--- START ---

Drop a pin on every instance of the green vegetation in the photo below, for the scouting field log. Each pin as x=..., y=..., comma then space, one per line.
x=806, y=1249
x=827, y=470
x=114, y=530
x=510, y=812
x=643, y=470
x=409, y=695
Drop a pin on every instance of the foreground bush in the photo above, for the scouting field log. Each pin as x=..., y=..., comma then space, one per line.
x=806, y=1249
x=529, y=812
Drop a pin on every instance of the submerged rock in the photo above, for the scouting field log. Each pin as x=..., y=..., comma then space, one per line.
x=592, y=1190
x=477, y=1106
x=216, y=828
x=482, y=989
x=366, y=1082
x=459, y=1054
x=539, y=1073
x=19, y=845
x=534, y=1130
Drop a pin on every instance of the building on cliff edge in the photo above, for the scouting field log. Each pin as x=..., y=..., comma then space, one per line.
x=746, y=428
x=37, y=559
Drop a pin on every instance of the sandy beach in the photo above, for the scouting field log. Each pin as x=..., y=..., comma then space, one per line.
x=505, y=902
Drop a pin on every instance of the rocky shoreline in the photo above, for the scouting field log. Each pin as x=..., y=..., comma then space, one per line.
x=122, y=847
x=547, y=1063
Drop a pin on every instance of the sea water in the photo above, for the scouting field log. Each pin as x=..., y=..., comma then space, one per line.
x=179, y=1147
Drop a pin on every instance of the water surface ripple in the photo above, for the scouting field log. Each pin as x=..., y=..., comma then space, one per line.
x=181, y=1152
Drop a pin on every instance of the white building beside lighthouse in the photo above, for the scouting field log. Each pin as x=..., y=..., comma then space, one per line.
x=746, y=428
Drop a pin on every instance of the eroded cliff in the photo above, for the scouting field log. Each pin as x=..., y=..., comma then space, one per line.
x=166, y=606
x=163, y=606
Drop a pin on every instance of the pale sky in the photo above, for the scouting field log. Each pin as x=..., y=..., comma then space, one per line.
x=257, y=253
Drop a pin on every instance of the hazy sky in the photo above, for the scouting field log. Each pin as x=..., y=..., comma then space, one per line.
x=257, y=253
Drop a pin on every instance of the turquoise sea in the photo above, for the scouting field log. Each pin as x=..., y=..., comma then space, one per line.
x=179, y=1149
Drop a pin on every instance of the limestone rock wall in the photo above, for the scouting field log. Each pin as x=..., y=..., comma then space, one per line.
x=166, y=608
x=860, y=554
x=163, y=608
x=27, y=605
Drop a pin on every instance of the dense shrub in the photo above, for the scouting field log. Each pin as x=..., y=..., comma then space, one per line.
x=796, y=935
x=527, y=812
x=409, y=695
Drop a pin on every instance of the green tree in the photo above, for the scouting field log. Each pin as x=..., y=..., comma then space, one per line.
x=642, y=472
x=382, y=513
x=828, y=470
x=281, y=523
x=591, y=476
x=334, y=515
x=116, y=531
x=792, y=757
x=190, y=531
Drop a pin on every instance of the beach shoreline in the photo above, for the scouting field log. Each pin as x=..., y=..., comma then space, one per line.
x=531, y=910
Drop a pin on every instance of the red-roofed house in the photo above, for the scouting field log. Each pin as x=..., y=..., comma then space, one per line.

--- END ---
--- START ---

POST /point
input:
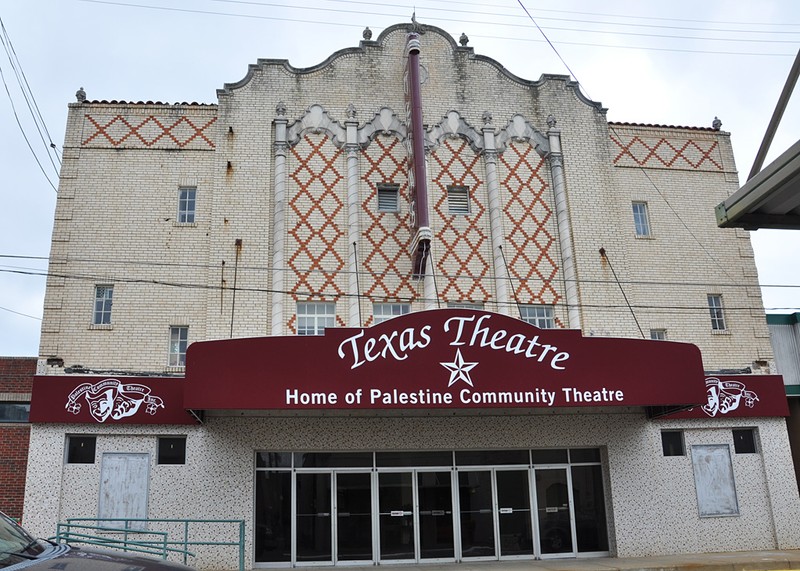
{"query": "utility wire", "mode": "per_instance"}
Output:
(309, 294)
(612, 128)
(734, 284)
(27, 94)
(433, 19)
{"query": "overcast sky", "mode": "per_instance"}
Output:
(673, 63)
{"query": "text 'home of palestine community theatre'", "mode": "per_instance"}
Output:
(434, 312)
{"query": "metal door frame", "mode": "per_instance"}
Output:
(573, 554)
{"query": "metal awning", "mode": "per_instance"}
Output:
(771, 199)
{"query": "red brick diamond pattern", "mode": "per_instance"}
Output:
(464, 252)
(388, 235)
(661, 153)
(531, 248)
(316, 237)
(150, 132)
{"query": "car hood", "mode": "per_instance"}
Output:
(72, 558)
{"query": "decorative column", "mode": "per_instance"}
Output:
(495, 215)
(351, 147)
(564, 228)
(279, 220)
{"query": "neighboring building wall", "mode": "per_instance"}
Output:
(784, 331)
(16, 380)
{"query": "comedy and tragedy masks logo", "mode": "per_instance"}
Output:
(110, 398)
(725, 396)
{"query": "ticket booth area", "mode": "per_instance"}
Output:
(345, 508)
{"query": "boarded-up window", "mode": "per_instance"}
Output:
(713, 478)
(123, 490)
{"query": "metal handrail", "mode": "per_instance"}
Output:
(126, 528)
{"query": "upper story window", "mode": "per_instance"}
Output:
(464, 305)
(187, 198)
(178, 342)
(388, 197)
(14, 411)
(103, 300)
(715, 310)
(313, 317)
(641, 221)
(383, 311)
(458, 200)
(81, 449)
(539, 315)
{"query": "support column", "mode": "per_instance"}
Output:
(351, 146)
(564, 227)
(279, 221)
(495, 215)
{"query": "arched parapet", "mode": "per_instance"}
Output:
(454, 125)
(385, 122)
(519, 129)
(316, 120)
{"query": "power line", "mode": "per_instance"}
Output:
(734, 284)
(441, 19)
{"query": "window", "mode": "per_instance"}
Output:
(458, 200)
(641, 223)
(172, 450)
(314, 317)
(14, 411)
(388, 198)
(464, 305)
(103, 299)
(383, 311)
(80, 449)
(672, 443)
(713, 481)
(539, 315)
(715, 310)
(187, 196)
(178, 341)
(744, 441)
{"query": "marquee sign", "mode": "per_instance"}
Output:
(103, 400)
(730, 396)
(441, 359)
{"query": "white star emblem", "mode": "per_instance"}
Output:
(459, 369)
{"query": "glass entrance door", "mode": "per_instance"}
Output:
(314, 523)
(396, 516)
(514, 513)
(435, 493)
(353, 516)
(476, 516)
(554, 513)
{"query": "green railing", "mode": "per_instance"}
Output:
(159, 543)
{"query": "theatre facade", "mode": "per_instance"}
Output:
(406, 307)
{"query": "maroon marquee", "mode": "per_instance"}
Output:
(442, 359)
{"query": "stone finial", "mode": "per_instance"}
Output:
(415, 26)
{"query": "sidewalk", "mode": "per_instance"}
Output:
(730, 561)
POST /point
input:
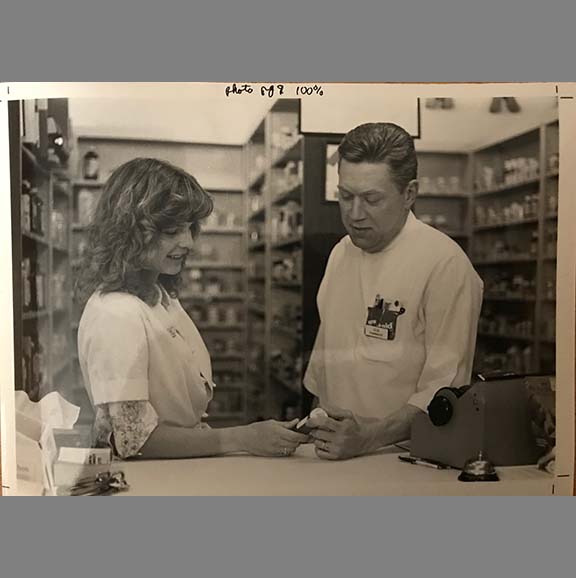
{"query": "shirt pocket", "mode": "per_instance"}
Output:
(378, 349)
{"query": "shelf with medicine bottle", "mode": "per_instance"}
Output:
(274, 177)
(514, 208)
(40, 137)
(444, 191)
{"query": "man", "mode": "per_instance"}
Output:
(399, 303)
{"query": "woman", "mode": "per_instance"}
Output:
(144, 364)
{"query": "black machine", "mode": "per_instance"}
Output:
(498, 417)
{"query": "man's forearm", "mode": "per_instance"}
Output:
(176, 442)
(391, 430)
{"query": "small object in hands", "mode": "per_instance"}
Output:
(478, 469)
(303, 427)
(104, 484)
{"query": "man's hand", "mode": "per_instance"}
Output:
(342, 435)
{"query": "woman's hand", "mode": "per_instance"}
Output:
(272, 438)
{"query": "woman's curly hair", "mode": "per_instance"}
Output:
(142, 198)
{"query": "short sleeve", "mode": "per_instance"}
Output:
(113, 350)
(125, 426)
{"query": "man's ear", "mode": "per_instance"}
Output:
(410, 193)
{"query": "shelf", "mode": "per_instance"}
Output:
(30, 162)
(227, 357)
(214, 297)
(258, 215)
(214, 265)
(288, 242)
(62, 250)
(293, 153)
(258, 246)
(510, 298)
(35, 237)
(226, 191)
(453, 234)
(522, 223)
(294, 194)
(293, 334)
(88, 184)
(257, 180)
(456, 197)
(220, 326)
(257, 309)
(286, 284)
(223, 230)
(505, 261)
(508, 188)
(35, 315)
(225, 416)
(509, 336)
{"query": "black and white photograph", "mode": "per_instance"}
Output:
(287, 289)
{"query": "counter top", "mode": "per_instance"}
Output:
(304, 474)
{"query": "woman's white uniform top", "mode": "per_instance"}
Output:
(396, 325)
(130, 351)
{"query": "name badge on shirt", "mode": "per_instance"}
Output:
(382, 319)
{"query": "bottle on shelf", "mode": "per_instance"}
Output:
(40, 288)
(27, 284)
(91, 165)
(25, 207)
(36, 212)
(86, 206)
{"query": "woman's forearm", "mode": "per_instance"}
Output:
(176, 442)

--- END ---

-- ABOUT THIS EXERCISE --
Give again, word for word, every line of the listing above from the one with "Drop a pin on every instance of the dense" to the one with "Drop a pin on every instance of the red-roofed", both inclusive, and nothing beyond them.

-- SOLUTION TO THIS PROBLEM --
Drop a pin on every instance of the dense shrub in the photo above, for the scouting field log. Each pin as x=..., y=..., comma then space, one per line.
x=796, y=935
x=527, y=812
x=409, y=695
Drop a pin on every instance of the green tree in the photo above, for the scouting field log. Each pin as x=..., y=..., comma then space, one per line.
x=642, y=472
x=382, y=513
x=828, y=470
x=281, y=523
x=591, y=476
x=334, y=515
x=116, y=531
x=792, y=757
x=190, y=531
Drop a pin on every instance of the beach shoreline in the photo above, for the scouting field log. Each pin as x=..., y=..., comma then space, one per line.
x=531, y=910
Drop a pin on every instance of the red-roofed house in the photo above, for the scouting field log. Each pin as x=..., y=..., comma then space, one per line.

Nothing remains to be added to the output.